**ENTRIES SHOWN**

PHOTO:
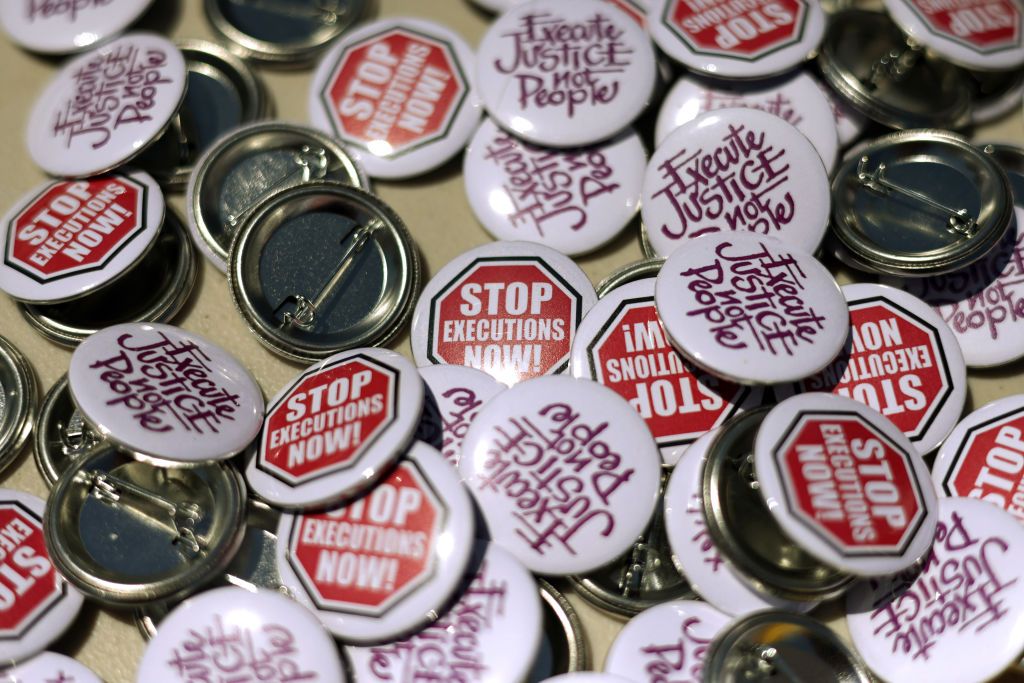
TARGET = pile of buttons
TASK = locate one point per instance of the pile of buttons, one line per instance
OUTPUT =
(718, 442)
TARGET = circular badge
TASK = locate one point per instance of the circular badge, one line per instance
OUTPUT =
(797, 98)
(68, 238)
(735, 170)
(900, 359)
(621, 344)
(38, 603)
(564, 472)
(336, 428)
(107, 105)
(570, 200)
(165, 393)
(509, 308)
(491, 635)
(399, 93)
(845, 484)
(383, 564)
(752, 308)
(232, 633)
(453, 397)
(960, 617)
(671, 637)
(728, 39)
(565, 74)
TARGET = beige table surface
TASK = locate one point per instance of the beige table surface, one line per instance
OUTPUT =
(434, 208)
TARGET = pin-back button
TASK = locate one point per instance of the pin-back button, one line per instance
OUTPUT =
(39, 604)
(127, 532)
(967, 625)
(336, 429)
(399, 93)
(735, 170)
(382, 565)
(509, 308)
(567, 74)
(491, 635)
(509, 183)
(919, 203)
(324, 267)
(91, 118)
(581, 437)
(730, 40)
(732, 335)
(290, 643)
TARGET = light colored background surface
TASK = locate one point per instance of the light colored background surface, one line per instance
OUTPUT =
(434, 208)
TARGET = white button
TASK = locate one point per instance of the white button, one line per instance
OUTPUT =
(982, 35)
(336, 428)
(693, 552)
(735, 170)
(564, 472)
(454, 396)
(59, 28)
(962, 619)
(668, 638)
(900, 359)
(39, 604)
(621, 344)
(107, 105)
(68, 238)
(491, 635)
(845, 484)
(752, 308)
(399, 93)
(727, 39)
(572, 201)
(565, 74)
(165, 393)
(796, 98)
(384, 564)
(230, 633)
(509, 308)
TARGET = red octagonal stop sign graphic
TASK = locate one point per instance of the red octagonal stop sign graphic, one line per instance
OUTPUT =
(330, 418)
(850, 485)
(29, 585)
(741, 30)
(394, 91)
(75, 226)
(512, 318)
(632, 355)
(370, 554)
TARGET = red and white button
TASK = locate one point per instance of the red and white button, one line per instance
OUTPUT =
(165, 393)
(384, 564)
(565, 74)
(728, 39)
(573, 201)
(399, 93)
(232, 634)
(752, 308)
(37, 605)
(735, 170)
(621, 344)
(564, 472)
(900, 359)
(957, 620)
(797, 98)
(491, 635)
(105, 107)
(68, 238)
(509, 308)
(845, 484)
(336, 428)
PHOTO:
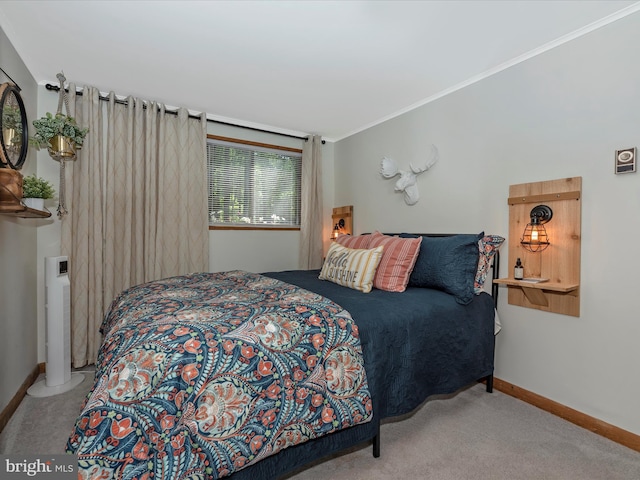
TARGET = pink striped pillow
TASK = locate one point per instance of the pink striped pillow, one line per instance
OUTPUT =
(358, 241)
(397, 262)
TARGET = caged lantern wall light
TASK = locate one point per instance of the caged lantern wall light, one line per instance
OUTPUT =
(534, 237)
(338, 229)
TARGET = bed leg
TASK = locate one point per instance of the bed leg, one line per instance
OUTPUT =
(376, 443)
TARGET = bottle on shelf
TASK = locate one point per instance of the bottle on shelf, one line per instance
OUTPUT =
(518, 271)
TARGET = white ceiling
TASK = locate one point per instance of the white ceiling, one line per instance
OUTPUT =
(327, 67)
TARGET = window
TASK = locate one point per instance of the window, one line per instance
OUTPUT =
(253, 185)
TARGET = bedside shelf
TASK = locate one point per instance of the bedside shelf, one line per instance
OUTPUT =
(540, 294)
(551, 286)
(19, 210)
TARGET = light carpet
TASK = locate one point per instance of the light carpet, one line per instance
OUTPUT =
(469, 435)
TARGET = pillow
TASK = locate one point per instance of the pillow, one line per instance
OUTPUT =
(488, 246)
(350, 267)
(397, 262)
(359, 241)
(449, 264)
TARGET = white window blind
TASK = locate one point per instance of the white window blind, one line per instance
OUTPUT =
(253, 186)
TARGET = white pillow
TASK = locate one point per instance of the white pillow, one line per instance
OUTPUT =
(351, 267)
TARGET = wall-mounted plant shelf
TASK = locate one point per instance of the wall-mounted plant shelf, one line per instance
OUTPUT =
(11, 195)
(19, 210)
(560, 262)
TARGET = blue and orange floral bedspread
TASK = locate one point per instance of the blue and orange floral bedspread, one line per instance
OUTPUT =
(201, 375)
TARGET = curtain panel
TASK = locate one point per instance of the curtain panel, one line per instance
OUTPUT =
(138, 209)
(311, 245)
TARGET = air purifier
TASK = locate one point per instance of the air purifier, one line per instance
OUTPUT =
(58, 376)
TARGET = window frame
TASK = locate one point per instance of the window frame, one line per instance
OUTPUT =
(239, 141)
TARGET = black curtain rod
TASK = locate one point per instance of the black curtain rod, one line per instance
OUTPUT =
(56, 88)
(12, 80)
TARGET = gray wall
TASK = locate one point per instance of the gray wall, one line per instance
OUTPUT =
(18, 268)
(560, 114)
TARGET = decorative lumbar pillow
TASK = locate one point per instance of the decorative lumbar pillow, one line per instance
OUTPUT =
(488, 246)
(397, 262)
(449, 264)
(349, 267)
(357, 241)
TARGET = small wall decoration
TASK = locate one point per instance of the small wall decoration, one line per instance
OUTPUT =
(407, 182)
(625, 160)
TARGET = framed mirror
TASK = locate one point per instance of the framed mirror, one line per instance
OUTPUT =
(13, 126)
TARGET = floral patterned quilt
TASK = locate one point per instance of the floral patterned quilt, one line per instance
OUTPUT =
(202, 375)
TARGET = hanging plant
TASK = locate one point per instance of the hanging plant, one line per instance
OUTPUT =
(36, 187)
(51, 126)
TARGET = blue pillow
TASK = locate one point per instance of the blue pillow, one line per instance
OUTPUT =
(447, 263)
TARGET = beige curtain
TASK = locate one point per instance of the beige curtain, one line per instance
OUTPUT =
(138, 211)
(311, 245)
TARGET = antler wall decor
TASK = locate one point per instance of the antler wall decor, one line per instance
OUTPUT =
(407, 182)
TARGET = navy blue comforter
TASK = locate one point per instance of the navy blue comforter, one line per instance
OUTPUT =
(416, 343)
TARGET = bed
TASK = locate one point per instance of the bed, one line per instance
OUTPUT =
(413, 344)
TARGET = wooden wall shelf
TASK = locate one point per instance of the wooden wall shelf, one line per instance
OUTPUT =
(11, 196)
(560, 262)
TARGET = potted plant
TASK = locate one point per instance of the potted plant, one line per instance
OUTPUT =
(11, 125)
(35, 191)
(60, 134)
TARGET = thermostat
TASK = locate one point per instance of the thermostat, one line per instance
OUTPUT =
(625, 160)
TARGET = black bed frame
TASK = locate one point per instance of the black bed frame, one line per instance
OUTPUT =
(246, 475)
(495, 273)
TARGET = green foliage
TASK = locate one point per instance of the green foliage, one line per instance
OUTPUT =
(11, 118)
(36, 187)
(50, 125)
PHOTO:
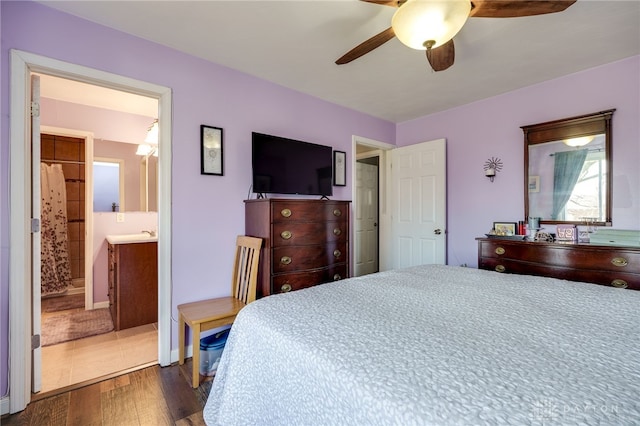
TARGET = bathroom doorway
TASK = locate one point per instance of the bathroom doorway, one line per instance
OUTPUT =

**THE EXERCISE**
Copy everything in the records above except the pictures, exactly as written.

**TASK RESULT**
PHOTO:
TARGET = pile of buttons
TASK = locate one point per instance of the pile of buttons, one line per instance
OUTPUT =
(718, 442)
TARGET = circular badge
TASK = locate one point per instance of the circular badge, one line per instance
OUTPUT =
(797, 98)
(68, 238)
(735, 170)
(900, 359)
(621, 344)
(38, 603)
(564, 472)
(336, 428)
(107, 105)
(570, 200)
(165, 393)
(509, 308)
(491, 635)
(399, 93)
(845, 484)
(383, 564)
(752, 308)
(232, 633)
(453, 397)
(960, 617)
(671, 637)
(728, 39)
(565, 74)
TARGET = beige table surface
TASK = locate one point per instance of the beige table surface, one line per instance
OUTPUT =
(434, 208)
TARGET = pin-back button
TASK = locate one point per instance of the pin-back button, one line per instance
OUTPUT =
(39, 604)
(127, 532)
(967, 625)
(336, 429)
(399, 93)
(735, 170)
(382, 565)
(509, 308)
(567, 74)
(491, 635)
(509, 183)
(919, 203)
(324, 267)
(91, 118)
(581, 437)
(730, 40)
(732, 335)
(290, 643)
TARGET = light colored background surface
TASK = locate one point per instance of the light colored background surface, one line per instance
OUTPUT =
(434, 208)
TARGET = white button
TASK = locate one point per instance of the white button, one line per instance
OUTPUT =
(982, 35)
(336, 428)
(693, 552)
(735, 170)
(564, 472)
(454, 396)
(59, 28)
(962, 619)
(668, 638)
(900, 359)
(39, 604)
(621, 344)
(107, 105)
(68, 238)
(491, 635)
(845, 484)
(752, 308)
(399, 93)
(727, 39)
(572, 201)
(565, 74)
(165, 393)
(796, 98)
(384, 564)
(230, 633)
(509, 308)
TARGET = red octagonal stop sign graphic
TASK = locate one point per instance of the red octagonal stop sign graphic, one line per instance
OUTPUT =
(330, 418)
(850, 485)
(29, 585)
(741, 30)
(394, 91)
(75, 226)
(512, 318)
(632, 355)
(370, 554)
TARGET = red and white button
TASK = locate one point per instance of the red and white button, one line per instance
OUTPUT =
(165, 393)
(384, 564)
(565, 74)
(728, 39)
(573, 201)
(399, 93)
(232, 634)
(752, 308)
(37, 605)
(735, 170)
(621, 344)
(564, 472)
(900, 359)
(957, 620)
(797, 98)
(491, 635)
(105, 107)
(68, 238)
(509, 308)
(845, 484)
(336, 428)
PHOTO:
TARGET = pink striped pillow
TASK = locate one point per instance of the pink striped pillow, one line per instance
OUTPUT =
(358, 241)
(397, 262)
TARGET = caged lantern wall light
TASK = locate one point per instance of the caged lantern wall light, one line per instance
OUTPUT =
(534, 237)
(338, 229)
TARGET = bed leg
TASK = locate one point per instance of the bed leg, one line per instance
OUTPUT =
(376, 443)
TARGET = bottle on shelf
TASK = locate one point per instance of the bottle on shelf, one line per instance
OUTPUT =
(518, 271)
TARGET = white ceiling
TASK = locate one point per instance of the white ceiling, one line per instance
OUTPUT =
(327, 67)
TARGET = window
TASK = locate one point per instance of the window, one line per instance
OUTPUT =
(253, 185)
TARGET = bedside shelf
TASK = locate one point per instance of the bedside shelf, one line per instance
OUTPUT =
(540, 294)
(551, 286)
(19, 210)
TARGET = light carpet
TASK = locate one point per instance of the light carpet, one line per instance
OUTPUT =
(469, 435)
TARGET = pillow
TASK = locate one point per instance of the pillow, one line per instance
OUTPUT =
(488, 246)
(350, 267)
(397, 262)
(359, 241)
(449, 264)
TARGET = white window blind
TASK = locate one point per instance of the white window blind, one line per instance
OUTPUT =
(253, 186)
TARGET = white pillow
TASK = locate one point per instance of the white pillow, one line per instance
OUTPUT =
(351, 267)
TARGET = wall-mounted plant shelf
TASK = locate one point per instance of the wall-mounted plant shelf, one line per instance
OUTPUT =
(11, 195)
(19, 210)
(560, 262)
TARGET = blue and orange floral bedspread
TASK = locate one point per instance of the blue and orange floral bedspread, one line per instance
OUTPUT =
(201, 375)
TARGET = curtain panel
TASK = locate one point per instance of the curtain panel, one line per instance
OUTPUT =
(138, 209)
(311, 245)
TARGET = air purifier
TASK = locate one point per instance of the air purifier, one line per instance
OUTPUT =
(58, 376)
TARGET = window frame
TASK = locate one point per instance of the window frame, one line per instance
OUTPUT =
(239, 141)
TARGET = black curtain rod
TASK = locate one point per instance of the black curtain rod, one line per instance
OUTPUT =
(56, 88)
(12, 80)
TARGET = gray wall
TASK = locate one point per instance of the gray wall, one line per instance
OUTPUT =
(18, 268)
(560, 114)
TARGET = decorative lumbar pillow
TASK = locate one point per instance of the decorative lumbar pillow, one line per instance
OUTPUT =
(488, 246)
(397, 262)
(449, 264)
(349, 267)
(357, 241)
TARGET = small wall decoration
TASK = locate one point per instance of the small wall decoration, one line per instance
OUTPUT =
(407, 182)
(625, 160)
TARGET = framed mirror
TASK = locate one point per instance of the framed mirror, one line per instance
OUTPUT =
(13, 126)
TARGET = floral patterned quilt
TASK = locate one point per instance of the floral patterned quilt, one line per instance
OUTPUT =
(202, 375)
TARGET = hanging plant
TASK = locate one point per instance of the hanging plant, one line per instance
OUTPUT =
(36, 187)
(51, 126)
TARGET = blue pillow
TASK = locate one point per instance of the blue pillow, one line per instance
OUTPUT =
(447, 263)
TARGET = beige curtain
TASK = locate one point per instance of the beige curtain, one line per instance
OUTPUT =
(138, 211)
(311, 245)
TARGET = antler wall decor
TASK = locate one point per instance of the antler wall decor, one line per instance
OUTPUT =
(407, 182)
TARGET = navy blue comforter
TASK = locate one point per instance of the navy blue comforter, one line per instance
OUTPUT =
(416, 343)
TARGET = bed
TASK = locate one point per instance of the bed, one line per instance
OUTPUT =
(413, 344)
TARGET = wooden wall shelf
TASK = locate one point per instance of the wooden wall shelf, one line per instance
OUTPUT =
(11, 196)
(560, 262)
TARGET = potted plant
TASK = locate one point per instance of the potted plant, one line per instance
OUTPUT =
(11, 125)
(35, 191)
(60, 134)
TARGET = thermostat
TASK = locate one point per instance of the thermostat, one line per instance
OUTPUT =
(625, 160)
TARGET = black bed frame
TASK = locate one point per instance of the black bed frame, one line per instance
OUTPUT =
(246, 475)
(495, 273)
TARGET = green foliage
TASK = locate one point per instance of the green foliage, one line per instance
OUTPUT =
(11, 118)
(36, 187)
(50, 125)
PHOTO:
TARGET = bathroom doorway
TASK = locate one point per instance of the bathroom doorway, one line per instance
OUTPUT =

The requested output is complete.